● **Text provided**
'''

This was until a couple of years ago a coastal road, a useful short-cut for residents of Tunstall. A storm undermined the road and the surfacing was removed in case it fell onto people on the beach below. A villager assured me that it was still safe to use: I pushed my bike very carefully as far away from the edge as I could!

Another destroyed coastal lane, this time at Ulrome. In one day's cycle ride I found three such lanes which were on my (new) map but no longer on the Holderness coast. Here I talked to a family who came here regularly. Even they were shocked by how much of the road had gone since their last visit - three months ago.

Below is looking the other way. The owners of the gardens had to have notices asking people not to walk through them. They will have much more to worry about soon: these gardens cannot last much longer, and some people may have to pay to heve their houses deolished before they fall into the sea, to prevent the sort of sight as above.

Below is at what should have been the other end of the Ulrome road. I get the impression that these works are being done by the caravan site owner, for obvious reasons, but I would not fancy staying here.

'''

● **What this exercise asks**
A) Answer these questions on the coastal erosion text:
(i) Why was the surfacing removed from the former coastal road used by residents of Tunstall?
(ii) How many destroyed lanes did the writer find in one day's cycle ride?
(iii) How long before had the family at Ulrome last visited?
B) Repeat the part of the coastal erosion text from "Below is at" to "fancy staying here.", word for word.
Answer using only the coastal erosion text.

● **Information supplied**
'''

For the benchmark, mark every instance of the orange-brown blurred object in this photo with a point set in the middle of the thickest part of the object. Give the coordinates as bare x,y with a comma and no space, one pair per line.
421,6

'''

● **Solutions**
A)
(i) In case it fell onto people on the beach below.
(ii) Three.
(iii) Three months.

B)
Below is at what should have been the other end of the Ulrome road. I get the impression that these works are being done by the caravan site owner, for obvious reasons, but I would not fancy staying here.